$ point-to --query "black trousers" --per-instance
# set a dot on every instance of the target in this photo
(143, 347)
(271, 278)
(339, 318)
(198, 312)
##############################
- Task prompt -
Copy out the full listing, exactly as it stands.

- Your solution -
$ point-to --query "black trousers" --per-instance
# set a dot on every instance of the target in this photo
(143, 347)
(271, 278)
(339, 318)
(198, 312)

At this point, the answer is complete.